Requirements
Copy the records from the start through the line containing "x=175, y=73", renaming "intersection survey" to "street survey" and keeping everything else unchanged.

Provided records
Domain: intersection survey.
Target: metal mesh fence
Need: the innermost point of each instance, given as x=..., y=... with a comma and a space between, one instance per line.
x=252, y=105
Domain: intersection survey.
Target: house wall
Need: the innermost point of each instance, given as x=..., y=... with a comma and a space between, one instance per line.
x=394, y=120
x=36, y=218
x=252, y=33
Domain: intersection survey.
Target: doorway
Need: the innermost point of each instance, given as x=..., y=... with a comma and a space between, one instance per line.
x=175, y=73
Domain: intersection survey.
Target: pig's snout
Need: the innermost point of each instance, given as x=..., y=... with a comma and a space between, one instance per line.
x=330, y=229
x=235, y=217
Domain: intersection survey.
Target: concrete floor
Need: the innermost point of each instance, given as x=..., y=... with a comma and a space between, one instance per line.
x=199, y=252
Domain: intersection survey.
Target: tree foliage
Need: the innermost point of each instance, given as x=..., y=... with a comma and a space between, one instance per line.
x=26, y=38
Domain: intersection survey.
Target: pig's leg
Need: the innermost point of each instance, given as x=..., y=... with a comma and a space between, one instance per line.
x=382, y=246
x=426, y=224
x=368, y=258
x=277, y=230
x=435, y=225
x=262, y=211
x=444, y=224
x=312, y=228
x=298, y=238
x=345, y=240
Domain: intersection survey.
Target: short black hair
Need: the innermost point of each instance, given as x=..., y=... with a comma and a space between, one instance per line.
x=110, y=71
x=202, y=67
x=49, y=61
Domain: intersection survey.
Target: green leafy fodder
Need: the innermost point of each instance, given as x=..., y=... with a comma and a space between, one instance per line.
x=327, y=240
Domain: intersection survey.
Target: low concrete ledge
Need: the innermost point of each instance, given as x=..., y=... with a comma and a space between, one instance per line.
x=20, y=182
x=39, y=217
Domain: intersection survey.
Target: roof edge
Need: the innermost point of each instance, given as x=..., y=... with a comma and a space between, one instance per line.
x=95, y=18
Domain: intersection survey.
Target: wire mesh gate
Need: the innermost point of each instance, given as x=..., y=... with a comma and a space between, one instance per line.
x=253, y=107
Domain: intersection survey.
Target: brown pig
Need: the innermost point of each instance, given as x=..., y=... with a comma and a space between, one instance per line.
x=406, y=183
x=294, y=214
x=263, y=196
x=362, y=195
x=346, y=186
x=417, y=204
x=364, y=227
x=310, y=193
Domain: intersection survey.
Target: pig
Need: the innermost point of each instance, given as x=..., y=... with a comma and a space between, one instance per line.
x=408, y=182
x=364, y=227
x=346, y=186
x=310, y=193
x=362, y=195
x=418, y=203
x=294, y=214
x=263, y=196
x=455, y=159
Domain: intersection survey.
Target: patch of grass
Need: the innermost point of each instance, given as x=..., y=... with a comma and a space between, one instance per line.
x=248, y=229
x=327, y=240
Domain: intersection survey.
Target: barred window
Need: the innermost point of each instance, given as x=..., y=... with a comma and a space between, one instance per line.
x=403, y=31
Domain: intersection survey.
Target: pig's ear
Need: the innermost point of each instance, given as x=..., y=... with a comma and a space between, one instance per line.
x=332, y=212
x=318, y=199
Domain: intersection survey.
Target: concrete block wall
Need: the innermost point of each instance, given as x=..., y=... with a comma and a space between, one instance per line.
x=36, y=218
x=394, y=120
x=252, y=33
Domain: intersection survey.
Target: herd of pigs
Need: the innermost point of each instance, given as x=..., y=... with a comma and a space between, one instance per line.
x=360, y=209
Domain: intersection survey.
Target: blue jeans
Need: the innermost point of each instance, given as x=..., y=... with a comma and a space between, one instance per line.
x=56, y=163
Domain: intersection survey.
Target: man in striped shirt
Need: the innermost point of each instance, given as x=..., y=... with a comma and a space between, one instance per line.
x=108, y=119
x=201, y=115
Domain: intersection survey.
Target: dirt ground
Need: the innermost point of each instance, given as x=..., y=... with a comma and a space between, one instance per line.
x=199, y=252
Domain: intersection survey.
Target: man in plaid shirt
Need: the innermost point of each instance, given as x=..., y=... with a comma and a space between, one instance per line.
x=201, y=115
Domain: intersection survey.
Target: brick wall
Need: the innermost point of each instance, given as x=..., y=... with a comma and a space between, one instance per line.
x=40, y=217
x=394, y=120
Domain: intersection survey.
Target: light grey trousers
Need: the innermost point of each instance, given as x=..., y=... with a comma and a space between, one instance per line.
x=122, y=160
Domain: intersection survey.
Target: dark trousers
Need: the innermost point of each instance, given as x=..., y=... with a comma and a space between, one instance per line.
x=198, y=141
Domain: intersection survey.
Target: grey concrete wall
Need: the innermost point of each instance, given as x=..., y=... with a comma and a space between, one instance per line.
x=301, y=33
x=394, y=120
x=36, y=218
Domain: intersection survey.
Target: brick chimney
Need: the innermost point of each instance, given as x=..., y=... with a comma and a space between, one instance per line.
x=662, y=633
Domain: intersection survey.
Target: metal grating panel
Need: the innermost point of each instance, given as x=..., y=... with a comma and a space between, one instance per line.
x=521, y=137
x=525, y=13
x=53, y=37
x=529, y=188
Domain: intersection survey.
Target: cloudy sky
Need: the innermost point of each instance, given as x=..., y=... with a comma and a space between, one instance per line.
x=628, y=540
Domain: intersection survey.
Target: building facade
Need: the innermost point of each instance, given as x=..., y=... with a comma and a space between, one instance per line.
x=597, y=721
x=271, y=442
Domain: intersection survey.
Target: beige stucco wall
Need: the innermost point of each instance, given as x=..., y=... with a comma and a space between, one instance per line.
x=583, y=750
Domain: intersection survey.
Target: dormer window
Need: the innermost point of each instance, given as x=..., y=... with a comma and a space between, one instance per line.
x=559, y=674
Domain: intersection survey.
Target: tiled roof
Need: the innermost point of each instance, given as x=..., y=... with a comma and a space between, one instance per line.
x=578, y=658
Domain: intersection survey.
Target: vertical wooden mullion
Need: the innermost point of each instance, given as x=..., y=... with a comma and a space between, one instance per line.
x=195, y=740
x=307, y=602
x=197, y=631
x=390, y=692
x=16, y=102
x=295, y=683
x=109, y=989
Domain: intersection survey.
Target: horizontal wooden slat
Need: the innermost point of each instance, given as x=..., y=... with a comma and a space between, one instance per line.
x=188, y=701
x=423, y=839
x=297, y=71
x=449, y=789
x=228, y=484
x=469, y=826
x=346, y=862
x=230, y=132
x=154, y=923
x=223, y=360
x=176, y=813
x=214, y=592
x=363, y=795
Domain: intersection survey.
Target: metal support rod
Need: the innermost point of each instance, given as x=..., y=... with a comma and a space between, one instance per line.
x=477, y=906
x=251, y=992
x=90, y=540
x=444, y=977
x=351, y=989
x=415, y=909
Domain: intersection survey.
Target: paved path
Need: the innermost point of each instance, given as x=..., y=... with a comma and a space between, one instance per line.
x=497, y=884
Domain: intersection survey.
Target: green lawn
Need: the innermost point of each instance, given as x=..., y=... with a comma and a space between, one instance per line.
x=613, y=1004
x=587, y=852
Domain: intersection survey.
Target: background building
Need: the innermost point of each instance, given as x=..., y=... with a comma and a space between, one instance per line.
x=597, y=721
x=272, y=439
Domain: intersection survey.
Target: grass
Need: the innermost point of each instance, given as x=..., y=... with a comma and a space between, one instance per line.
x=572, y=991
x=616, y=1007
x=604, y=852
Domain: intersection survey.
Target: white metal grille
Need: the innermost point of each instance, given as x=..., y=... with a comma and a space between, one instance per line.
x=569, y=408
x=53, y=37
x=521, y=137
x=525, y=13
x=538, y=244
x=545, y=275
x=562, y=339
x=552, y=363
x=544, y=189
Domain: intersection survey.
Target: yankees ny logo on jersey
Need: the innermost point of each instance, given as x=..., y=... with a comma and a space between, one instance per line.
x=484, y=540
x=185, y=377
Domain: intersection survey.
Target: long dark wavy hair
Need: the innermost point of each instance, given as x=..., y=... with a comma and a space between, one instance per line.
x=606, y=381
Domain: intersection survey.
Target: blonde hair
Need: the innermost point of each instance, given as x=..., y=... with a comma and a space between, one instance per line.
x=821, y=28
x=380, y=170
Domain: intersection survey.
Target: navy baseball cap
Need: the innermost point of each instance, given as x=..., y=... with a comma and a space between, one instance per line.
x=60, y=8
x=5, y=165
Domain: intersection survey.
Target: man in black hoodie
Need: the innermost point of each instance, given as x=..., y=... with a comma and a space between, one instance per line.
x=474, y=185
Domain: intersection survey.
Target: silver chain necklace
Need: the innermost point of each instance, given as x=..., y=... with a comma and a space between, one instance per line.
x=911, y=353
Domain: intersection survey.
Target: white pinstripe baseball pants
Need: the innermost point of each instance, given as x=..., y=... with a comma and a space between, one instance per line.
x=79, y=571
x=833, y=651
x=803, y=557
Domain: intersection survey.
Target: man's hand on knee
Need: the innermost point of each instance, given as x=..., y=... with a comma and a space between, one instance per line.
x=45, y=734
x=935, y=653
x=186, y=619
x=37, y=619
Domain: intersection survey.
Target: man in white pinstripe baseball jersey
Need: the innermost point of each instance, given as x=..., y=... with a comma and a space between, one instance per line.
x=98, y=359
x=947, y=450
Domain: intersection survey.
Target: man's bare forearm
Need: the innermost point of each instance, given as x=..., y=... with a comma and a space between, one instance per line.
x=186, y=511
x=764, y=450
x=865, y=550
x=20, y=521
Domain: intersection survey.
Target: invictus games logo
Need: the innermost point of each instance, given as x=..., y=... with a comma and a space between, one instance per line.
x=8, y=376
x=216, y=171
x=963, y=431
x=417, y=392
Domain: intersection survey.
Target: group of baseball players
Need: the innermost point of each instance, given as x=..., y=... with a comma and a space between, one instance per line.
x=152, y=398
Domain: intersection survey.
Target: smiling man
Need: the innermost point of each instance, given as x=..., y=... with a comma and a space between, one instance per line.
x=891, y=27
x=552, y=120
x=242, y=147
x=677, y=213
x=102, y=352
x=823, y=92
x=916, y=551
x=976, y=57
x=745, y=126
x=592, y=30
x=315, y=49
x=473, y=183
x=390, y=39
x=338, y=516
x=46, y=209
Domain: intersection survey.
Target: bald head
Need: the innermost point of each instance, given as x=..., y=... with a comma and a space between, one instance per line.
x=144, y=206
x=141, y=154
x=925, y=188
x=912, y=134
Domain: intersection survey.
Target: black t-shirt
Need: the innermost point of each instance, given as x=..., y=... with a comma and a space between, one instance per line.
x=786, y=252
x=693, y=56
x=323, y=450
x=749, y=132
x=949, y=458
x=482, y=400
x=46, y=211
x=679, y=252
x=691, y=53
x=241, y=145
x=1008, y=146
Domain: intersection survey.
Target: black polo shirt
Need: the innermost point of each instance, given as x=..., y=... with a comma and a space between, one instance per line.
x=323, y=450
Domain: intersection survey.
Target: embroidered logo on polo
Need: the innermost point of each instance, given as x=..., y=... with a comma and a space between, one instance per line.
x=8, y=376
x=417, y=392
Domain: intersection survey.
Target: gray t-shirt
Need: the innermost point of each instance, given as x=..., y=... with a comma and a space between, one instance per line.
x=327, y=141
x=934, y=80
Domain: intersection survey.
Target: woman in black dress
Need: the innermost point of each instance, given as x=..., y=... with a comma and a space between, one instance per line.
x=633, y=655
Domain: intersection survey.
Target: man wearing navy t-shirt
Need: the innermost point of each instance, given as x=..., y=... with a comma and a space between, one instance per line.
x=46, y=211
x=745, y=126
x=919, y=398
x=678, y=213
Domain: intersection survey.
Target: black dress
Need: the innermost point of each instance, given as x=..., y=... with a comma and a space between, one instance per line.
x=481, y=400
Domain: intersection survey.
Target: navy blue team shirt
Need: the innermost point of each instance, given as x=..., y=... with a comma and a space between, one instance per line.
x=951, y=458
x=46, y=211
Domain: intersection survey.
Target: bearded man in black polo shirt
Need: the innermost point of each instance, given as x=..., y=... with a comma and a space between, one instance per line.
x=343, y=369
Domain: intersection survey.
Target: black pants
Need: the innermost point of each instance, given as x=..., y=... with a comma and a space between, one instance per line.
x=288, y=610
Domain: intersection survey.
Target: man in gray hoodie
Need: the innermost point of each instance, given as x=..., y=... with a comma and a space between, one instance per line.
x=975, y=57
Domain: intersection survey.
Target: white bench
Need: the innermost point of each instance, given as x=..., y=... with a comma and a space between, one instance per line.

Right answer
Domain: street survey.
Target: metal mesh fence
Need: the innermost point of each instance, given as x=..., y=... with a comma and a space between, one instance per line.
x=252, y=105
Domain: street survey.
Target: house wall
Need: the innermost point of each instance, given as x=..., y=... with a comma and a space between, one instance per line.
x=394, y=120
x=36, y=218
x=252, y=33
Domain: street survey.
Target: doorway
Need: the innermost point of each instance, given as x=..., y=... with a comma and a space between, one instance per line.
x=175, y=73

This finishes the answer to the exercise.